WHAT TO DO
Locate, in the data below, the line that contains "Hi annotator — your job today is to find every road" and the line that contains "Hi annotator — your job today is to find every crosswalk"; reproduce exactly those two lines and every line between them, nothing more.

--- DATASET CONTENT ---

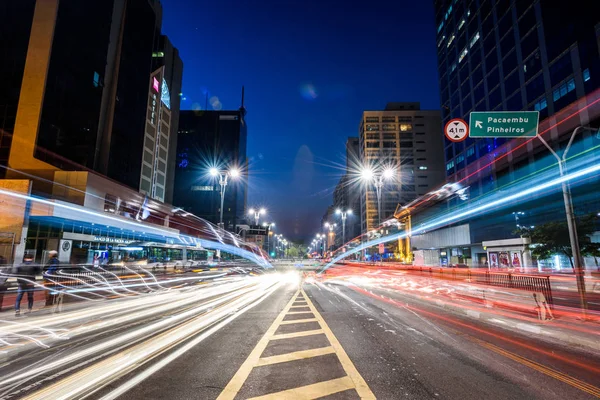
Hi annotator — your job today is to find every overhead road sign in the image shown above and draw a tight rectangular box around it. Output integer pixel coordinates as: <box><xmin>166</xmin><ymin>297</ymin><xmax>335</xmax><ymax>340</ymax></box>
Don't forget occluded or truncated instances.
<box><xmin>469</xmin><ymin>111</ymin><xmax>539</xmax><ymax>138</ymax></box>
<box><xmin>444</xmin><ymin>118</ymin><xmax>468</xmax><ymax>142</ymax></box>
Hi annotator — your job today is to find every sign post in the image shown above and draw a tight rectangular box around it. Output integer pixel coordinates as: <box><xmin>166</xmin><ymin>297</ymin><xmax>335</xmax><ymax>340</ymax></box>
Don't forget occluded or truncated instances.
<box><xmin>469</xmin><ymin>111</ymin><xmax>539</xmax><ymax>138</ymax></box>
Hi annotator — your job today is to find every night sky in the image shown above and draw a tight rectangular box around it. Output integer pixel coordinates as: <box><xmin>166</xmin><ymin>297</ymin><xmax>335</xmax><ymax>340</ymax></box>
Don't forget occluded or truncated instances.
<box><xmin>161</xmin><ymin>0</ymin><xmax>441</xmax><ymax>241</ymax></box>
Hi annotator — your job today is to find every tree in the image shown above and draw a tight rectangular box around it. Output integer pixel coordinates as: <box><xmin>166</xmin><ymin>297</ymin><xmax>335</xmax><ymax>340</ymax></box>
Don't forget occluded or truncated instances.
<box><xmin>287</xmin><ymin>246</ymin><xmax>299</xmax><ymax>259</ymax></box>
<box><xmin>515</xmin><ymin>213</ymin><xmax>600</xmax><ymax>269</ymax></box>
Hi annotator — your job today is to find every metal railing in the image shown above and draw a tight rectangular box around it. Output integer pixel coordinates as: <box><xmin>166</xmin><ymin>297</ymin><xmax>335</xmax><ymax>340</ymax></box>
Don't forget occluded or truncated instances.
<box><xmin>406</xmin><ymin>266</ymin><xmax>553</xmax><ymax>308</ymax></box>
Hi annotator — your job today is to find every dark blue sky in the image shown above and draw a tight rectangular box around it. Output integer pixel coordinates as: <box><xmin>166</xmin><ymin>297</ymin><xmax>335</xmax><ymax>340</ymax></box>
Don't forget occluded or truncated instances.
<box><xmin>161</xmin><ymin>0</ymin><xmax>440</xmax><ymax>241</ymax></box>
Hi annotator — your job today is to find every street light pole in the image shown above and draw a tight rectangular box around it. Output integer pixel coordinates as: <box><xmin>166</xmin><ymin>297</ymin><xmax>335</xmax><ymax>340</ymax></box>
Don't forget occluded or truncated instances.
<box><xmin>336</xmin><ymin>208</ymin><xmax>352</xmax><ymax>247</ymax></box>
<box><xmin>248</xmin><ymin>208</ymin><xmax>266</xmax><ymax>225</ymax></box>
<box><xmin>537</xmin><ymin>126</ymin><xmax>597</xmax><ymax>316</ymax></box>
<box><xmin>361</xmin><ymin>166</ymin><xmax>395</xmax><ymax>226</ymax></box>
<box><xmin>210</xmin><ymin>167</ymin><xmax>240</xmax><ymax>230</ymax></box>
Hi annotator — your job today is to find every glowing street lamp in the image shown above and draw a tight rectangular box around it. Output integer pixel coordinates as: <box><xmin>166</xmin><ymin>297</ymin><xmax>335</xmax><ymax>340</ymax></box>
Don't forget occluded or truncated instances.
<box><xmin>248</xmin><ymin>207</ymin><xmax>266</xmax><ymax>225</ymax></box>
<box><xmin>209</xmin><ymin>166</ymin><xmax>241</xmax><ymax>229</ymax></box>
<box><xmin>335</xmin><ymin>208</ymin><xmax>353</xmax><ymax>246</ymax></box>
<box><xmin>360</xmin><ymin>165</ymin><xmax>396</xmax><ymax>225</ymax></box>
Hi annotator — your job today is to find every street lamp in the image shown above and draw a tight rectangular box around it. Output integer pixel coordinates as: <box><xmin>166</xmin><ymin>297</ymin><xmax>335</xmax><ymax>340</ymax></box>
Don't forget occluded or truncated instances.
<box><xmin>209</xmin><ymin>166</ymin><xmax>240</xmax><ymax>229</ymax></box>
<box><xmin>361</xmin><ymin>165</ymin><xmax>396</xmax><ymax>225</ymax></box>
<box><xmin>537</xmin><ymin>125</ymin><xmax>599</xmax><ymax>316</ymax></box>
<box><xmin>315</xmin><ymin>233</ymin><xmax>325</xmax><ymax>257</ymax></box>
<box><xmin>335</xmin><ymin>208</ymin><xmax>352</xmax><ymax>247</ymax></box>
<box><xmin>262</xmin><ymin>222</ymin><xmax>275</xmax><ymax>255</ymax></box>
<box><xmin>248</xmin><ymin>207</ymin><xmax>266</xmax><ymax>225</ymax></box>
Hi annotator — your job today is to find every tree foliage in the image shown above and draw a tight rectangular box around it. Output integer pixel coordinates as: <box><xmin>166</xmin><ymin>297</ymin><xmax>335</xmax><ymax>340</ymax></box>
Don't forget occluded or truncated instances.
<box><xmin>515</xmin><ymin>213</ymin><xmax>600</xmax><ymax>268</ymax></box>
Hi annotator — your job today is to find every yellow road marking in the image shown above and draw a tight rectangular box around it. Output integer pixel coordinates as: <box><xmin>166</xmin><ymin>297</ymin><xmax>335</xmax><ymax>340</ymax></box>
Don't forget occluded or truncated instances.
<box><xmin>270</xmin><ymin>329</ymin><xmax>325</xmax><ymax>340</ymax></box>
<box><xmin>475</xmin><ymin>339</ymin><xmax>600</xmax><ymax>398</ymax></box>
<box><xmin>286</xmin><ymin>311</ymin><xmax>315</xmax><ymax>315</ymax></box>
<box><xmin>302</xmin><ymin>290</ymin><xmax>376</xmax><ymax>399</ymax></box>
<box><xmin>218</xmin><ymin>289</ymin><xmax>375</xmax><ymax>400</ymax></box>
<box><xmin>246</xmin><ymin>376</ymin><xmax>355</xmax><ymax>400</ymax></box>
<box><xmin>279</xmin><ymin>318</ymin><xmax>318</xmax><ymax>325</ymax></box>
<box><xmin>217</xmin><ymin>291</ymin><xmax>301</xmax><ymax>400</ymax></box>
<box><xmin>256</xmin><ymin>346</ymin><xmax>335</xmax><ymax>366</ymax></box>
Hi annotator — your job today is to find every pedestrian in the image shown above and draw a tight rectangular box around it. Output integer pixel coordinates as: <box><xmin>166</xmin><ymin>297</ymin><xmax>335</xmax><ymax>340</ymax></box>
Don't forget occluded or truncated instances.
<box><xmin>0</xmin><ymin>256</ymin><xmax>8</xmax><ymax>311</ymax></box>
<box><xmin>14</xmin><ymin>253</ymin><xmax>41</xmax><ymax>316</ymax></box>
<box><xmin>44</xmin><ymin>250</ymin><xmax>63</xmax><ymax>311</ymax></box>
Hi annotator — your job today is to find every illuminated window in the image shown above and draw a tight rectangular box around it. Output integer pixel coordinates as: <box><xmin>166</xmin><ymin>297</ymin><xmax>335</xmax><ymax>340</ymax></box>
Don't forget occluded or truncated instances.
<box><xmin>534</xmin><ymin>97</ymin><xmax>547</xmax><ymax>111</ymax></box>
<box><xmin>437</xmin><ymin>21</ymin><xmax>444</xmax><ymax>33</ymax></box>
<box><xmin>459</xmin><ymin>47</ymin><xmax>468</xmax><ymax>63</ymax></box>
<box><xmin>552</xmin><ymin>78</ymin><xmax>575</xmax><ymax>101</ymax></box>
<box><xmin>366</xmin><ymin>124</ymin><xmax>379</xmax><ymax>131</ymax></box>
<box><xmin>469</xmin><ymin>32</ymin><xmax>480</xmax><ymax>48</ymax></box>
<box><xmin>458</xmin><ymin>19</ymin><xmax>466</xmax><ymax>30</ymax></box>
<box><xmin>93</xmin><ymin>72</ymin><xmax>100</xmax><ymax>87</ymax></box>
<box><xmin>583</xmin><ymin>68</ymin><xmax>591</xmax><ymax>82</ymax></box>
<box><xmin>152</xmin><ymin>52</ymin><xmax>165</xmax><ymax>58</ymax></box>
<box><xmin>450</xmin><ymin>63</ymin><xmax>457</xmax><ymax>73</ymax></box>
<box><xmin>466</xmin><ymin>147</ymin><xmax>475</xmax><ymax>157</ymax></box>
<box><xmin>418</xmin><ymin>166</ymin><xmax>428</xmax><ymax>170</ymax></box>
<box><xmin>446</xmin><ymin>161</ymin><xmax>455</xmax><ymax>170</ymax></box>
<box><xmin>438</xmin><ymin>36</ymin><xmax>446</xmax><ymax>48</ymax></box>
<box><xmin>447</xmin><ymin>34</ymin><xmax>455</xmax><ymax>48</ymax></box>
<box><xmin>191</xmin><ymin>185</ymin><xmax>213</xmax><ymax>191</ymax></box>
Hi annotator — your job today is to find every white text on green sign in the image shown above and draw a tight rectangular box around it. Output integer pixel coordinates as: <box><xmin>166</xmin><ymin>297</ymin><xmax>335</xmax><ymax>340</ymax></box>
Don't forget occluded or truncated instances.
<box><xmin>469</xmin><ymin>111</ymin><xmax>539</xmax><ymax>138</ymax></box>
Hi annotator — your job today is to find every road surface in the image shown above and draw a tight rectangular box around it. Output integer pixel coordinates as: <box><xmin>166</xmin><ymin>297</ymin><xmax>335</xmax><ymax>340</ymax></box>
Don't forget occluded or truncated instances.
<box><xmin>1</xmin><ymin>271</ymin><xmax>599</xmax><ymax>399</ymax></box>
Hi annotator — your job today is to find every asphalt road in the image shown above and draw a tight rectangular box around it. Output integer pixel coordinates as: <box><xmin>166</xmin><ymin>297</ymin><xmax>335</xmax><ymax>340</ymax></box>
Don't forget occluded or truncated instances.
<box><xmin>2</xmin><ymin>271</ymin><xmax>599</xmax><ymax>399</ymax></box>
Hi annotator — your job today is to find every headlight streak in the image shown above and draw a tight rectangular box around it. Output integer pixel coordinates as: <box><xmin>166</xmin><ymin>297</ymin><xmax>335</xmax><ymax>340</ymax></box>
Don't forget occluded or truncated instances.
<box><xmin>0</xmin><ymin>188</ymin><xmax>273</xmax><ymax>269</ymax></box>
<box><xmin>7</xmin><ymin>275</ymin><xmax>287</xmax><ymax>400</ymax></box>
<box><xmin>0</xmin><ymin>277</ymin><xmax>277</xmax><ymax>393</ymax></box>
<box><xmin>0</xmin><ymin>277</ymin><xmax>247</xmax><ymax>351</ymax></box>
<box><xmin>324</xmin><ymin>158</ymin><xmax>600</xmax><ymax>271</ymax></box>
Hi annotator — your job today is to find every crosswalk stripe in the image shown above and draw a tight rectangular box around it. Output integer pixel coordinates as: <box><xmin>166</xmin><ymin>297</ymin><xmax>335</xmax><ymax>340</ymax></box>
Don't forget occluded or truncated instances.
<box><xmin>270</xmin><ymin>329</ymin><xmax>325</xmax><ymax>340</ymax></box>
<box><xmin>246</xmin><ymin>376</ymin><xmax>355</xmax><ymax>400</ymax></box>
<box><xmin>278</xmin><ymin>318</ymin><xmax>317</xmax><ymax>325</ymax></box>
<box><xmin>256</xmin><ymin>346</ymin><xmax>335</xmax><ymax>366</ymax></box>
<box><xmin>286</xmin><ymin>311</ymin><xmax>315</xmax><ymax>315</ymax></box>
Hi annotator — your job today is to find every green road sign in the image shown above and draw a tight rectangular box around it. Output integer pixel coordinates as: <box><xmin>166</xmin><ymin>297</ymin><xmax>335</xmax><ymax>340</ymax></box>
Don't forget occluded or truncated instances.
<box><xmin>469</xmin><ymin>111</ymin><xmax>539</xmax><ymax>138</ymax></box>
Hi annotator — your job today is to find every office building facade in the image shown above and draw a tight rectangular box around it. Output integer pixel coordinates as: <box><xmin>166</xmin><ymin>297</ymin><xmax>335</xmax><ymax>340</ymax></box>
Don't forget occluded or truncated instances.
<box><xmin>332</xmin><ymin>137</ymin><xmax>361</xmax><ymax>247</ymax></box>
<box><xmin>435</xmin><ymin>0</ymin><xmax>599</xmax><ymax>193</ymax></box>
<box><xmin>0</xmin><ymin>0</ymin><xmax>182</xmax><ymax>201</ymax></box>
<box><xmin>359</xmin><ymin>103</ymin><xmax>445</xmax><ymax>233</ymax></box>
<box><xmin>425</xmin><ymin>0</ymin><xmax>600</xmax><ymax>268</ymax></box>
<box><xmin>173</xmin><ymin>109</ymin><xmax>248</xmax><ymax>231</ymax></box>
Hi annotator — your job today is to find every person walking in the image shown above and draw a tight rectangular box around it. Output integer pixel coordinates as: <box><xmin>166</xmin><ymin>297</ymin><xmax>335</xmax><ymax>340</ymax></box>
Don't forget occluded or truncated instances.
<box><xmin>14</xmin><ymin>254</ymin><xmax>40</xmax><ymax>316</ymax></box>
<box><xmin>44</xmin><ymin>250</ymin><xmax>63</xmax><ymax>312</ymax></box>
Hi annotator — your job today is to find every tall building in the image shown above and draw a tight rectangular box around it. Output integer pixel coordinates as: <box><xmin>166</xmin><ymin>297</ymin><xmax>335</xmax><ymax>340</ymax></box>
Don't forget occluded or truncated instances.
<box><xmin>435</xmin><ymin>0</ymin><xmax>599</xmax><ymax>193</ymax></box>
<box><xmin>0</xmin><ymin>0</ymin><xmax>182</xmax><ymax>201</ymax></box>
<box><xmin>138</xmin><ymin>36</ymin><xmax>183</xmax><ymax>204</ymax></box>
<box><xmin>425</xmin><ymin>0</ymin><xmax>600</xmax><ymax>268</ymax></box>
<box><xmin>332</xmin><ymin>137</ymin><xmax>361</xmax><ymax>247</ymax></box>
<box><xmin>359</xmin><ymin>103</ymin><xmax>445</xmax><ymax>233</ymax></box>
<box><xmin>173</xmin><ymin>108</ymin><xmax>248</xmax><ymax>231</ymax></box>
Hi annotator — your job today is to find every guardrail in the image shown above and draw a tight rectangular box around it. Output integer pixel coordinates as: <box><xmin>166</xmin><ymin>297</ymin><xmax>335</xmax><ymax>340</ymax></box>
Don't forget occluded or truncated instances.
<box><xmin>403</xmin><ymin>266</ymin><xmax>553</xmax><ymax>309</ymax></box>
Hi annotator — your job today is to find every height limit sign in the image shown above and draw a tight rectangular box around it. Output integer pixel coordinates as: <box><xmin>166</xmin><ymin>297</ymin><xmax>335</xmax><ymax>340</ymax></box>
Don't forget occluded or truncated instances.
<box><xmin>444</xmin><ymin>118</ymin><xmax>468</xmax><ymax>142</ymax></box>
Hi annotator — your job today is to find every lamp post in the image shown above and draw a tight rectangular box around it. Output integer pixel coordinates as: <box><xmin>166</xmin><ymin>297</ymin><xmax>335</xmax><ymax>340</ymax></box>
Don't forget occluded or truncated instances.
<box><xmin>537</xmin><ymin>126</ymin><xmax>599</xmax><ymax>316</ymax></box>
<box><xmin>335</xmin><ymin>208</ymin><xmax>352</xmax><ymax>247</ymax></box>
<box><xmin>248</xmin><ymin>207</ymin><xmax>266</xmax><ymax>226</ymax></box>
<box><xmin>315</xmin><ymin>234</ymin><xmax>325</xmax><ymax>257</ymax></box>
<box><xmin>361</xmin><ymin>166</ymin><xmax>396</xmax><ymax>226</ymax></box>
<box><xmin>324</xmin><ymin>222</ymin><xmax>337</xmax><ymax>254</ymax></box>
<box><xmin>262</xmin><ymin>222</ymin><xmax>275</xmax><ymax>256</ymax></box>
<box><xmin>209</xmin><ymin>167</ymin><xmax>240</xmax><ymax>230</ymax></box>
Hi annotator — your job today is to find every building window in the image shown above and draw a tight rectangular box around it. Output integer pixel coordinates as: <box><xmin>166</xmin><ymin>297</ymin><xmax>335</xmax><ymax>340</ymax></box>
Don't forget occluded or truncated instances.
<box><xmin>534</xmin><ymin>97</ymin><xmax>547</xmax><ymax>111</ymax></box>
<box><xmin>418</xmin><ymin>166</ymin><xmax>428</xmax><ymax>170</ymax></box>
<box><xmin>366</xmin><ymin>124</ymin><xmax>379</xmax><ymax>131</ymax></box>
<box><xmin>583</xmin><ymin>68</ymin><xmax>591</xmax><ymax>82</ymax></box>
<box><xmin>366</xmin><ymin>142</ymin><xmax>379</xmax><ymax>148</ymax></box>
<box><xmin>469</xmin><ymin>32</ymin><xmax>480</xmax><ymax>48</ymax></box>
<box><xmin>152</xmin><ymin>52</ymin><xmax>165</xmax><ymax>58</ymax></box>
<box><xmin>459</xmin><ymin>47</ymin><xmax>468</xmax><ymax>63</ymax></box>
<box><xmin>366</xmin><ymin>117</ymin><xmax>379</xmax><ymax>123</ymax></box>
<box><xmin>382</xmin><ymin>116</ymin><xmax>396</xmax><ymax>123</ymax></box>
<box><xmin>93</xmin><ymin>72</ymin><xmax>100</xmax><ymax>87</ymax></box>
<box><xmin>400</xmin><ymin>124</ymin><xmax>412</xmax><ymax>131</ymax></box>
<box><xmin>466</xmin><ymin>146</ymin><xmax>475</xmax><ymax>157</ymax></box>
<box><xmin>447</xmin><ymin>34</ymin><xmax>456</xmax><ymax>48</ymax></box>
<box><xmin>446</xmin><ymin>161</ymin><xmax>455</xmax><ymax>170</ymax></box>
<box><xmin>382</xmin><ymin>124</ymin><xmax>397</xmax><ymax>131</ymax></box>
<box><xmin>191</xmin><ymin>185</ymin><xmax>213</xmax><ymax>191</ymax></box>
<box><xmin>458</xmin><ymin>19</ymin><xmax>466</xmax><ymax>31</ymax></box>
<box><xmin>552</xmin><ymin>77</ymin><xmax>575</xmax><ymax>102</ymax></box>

---

OUTPUT BELOW
Hi annotator — your job today is to find every road surface in the image shown above and draw a tight rectangular box around it. Output integer pixel coordinates as: <box><xmin>166</xmin><ymin>297</ymin><xmax>335</xmax><ymax>340</ymax></box>
Don't forget occluded or truncated instances.
<box><xmin>1</xmin><ymin>271</ymin><xmax>599</xmax><ymax>399</ymax></box>
Hi annotator — your job today is to find every asphalt road in the image shown above and draw a tight rectangular box around it. Output integer pixel coordinates as: <box><xmin>166</xmin><ymin>297</ymin><xmax>335</xmax><ymax>340</ymax></box>
Don't forget occluded or truncated instances.
<box><xmin>2</xmin><ymin>271</ymin><xmax>599</xmax><ymax>399</ymax></box>
Hi annotator — your job today is to find every headlight streak in the image shown above and draw a tight rectangular box around it. Output integer pixel coordinates as: <box><xmin>166</xmin><ymin>297</ymin><xmax>335</xmax><ymax>340</ymax></box>
Don't forget occluded or truncated instances.
<box><xmin>0</xmin><ymin>188</ymin><xmax>273</xmax><ymax>269</ymax></box>
<box><xmin>7</xmin><ymin>275</ymin><xmax>287</xmax><ymax>400</ymax></box>
<box><xmin>0</xmin><ymin>277</ymin><xmax>277</xmax><ymax>393</ymax></box>
<box><xmin>0</xmin><ymin>277</ymin><xmax>247</xmax><ymax>351</ymax></box>
<box><xmin>324</xmin><ymin>158</ymin><xmax>600</xmax><ymax>271</ymax></box>
Hi annotator — your job today is to find every crosswalk stripe in the image shown above and draw a tight rectangular box around it. Output integer pixel coordinates as: <box><xmin>166</xmin><ymin>297</ymin><xmax>335</xmax><ymax>340</ymax></box>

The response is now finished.